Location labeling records

* START *

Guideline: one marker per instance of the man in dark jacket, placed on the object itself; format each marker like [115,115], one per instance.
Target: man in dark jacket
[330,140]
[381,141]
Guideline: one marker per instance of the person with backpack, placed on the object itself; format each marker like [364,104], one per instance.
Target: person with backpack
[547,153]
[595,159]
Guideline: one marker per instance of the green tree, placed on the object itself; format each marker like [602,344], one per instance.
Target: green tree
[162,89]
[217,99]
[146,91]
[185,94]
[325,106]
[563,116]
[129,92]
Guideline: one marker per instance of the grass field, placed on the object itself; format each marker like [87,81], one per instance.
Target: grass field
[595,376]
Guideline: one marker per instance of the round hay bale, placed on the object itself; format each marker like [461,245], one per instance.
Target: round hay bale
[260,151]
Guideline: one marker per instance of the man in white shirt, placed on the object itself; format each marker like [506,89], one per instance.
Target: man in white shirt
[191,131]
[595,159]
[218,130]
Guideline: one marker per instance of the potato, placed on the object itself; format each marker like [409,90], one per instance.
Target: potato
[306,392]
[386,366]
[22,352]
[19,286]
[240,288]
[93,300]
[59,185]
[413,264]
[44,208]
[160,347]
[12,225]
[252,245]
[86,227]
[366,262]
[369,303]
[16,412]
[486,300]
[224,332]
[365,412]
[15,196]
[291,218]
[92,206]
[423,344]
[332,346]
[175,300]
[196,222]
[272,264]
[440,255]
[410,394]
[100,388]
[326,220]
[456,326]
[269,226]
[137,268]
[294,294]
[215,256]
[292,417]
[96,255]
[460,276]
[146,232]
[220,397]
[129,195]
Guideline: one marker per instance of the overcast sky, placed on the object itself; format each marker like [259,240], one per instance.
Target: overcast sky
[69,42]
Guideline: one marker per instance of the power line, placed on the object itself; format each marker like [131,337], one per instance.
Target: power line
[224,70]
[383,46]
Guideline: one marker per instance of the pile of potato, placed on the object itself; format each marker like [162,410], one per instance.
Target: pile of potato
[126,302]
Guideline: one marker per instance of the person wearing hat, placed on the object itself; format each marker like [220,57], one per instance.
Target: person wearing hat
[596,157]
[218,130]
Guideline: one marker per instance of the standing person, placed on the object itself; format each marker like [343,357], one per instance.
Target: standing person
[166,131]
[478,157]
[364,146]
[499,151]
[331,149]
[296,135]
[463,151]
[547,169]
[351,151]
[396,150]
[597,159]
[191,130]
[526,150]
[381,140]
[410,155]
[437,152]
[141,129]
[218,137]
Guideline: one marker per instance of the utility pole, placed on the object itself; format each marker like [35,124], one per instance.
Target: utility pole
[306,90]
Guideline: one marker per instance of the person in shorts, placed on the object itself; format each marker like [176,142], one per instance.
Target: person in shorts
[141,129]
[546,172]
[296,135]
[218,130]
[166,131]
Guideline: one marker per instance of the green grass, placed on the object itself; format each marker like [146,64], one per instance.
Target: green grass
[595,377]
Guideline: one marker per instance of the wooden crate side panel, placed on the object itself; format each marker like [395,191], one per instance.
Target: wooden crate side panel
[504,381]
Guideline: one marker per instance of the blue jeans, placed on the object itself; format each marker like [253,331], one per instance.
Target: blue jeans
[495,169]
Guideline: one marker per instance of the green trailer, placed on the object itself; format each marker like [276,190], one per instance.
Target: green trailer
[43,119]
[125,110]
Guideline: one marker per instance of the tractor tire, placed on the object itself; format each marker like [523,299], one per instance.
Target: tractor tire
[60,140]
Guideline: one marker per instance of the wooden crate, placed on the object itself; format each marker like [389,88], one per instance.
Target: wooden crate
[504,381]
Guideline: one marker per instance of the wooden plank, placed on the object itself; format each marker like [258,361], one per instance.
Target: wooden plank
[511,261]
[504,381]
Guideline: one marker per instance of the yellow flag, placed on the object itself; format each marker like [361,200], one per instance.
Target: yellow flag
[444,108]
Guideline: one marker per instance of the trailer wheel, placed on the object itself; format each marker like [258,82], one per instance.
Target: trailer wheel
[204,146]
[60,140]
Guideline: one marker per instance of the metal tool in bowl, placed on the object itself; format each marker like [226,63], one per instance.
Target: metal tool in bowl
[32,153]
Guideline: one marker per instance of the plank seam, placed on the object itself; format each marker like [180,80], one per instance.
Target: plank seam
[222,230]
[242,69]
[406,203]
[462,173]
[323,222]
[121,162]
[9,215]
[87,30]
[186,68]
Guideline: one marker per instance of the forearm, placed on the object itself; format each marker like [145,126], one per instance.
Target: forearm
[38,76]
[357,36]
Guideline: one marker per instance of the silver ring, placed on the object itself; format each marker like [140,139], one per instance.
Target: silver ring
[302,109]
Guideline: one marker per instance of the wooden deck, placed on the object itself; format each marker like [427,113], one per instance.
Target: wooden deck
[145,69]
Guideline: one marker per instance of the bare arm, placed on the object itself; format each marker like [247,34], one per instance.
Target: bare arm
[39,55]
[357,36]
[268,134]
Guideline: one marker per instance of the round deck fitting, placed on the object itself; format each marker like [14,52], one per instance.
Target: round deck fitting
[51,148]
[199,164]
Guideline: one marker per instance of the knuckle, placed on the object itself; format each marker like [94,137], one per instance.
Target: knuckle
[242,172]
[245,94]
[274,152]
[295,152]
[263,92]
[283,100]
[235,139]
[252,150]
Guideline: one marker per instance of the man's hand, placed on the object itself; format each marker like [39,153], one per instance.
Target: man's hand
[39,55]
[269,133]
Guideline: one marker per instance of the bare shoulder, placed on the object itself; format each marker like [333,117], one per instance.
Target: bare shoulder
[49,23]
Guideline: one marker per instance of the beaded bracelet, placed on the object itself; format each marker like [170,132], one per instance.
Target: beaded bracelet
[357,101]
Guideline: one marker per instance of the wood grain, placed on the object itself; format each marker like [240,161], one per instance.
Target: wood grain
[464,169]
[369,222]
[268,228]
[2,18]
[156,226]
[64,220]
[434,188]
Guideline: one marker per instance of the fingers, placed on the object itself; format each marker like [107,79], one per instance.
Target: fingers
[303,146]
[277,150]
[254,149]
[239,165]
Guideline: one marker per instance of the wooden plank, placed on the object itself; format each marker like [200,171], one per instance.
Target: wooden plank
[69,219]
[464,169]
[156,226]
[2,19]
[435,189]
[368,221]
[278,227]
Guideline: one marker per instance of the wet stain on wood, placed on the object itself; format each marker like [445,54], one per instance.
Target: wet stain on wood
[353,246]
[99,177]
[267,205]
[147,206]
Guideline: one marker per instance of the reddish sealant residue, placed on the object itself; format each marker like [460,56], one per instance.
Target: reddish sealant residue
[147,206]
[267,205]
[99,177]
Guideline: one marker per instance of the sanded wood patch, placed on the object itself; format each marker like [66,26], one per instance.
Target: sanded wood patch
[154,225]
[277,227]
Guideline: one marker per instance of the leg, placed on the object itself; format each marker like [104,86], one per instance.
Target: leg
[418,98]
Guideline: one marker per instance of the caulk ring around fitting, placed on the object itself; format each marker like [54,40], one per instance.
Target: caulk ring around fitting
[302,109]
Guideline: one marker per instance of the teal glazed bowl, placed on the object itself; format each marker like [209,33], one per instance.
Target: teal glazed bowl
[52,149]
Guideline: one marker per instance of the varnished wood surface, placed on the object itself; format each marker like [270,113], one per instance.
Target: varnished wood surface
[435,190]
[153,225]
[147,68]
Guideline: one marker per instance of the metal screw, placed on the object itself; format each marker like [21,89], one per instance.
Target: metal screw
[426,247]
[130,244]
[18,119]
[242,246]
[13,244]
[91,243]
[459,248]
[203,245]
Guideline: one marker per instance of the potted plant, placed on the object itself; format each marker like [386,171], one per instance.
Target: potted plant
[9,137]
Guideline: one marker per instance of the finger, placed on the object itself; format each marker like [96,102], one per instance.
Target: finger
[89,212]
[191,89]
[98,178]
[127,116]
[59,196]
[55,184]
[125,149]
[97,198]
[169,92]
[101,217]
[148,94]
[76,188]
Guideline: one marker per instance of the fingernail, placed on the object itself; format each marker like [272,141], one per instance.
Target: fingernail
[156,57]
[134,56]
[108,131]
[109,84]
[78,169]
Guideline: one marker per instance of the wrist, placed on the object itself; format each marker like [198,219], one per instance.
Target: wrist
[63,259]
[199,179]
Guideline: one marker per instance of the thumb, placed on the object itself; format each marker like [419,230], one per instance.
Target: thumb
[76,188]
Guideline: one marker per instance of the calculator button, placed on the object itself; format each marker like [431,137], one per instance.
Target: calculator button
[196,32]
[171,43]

* END *

Task description: Please present the part of the material that opens with the line containing "Guideline: one marker per instance of the varnished" and runs through the end of the material as a Markdown table with the columns No. and Line, giving a row number and the line's text for each line and leaving out blank lines.

Final result:
| No. | Line |
|---|---|
| 1 | Guideline: one marker per instance of the varnished wood surface, placed on the object itself; format each marker like [270,113], one per instance. |
| 2 | Target: varnished wood surface |
| 3 | [435,190] |
| 4 | [153,225] |
| 5 | [147,68] |
| 6 | Guideline: one marker per instance of the metal screw, placed on the object itself; format each marker like [21,89], one per instance. |
| 7 | Target: metal screw |
| 8 | [426,247] |
| 9 | [130,244] |
| 10 | [18,119] |
| 11 | [242,246] |
| 12 | [13,244] |
| 13 | [91,243] |
| 14 | [459,248] |
| 15 | [203,245] |
| 16 | Guideline: one marker per instance of the potted plant, placed on the object itself; format each marker like [386,171], one per instance. |
| 17 | Target: potted plant |
| 18 | [9,137] |
| 19 | Guideline: one marker per instance of the finger, placed on the object itself; format each marker like [96,102], one per instance. |
| 20 | Target: finger |
| 21 | [89,212] |
| 22 | [191,89] |
| 23 | [98,178] |
| 24 | [127,116] |
| 25 | [59,196] |
| 26 | [55,184] |
| 27 | [125,149] |
| 28 | [97,198] |
| 29 | [169,92] |
| 30 | [101,217] |
| 31 | [148,94] |
| 32 | [76,188] |
| 33 | Guideline: one marker per instance of the fingernail, placed on the object itself; format each marker like [272,141], one per instance. |
| 34 | Target: fingernail |
| 35 | [156,57] |
| 36 | [134,56] |
| 37 | [108,131] |
| 38 | [109,84] |
| 39 | [78,169] |
| 40 | Guideline: one marker per instance of the wrist, placed on the object itself; format each marker like [198,219], one per instance. |
| 41 | Target: wrist |
| 42 | [63,259] |
| 43 | [199,179] |
| 44 | Guideline: one marker per instance of the thumb, placed on the object itself; format each marker like [419,230], one per instance. |
| 45 | Target: thumb |
| 46 | [76,188] |
| 47 | Guideline: one marker per instance of the calculator button, placed on the object itself; format each marker like [431,137], one per instance. |
| 48 | Target: calculator button |
| 49 | [196,32] |
| 50 | [171,43] |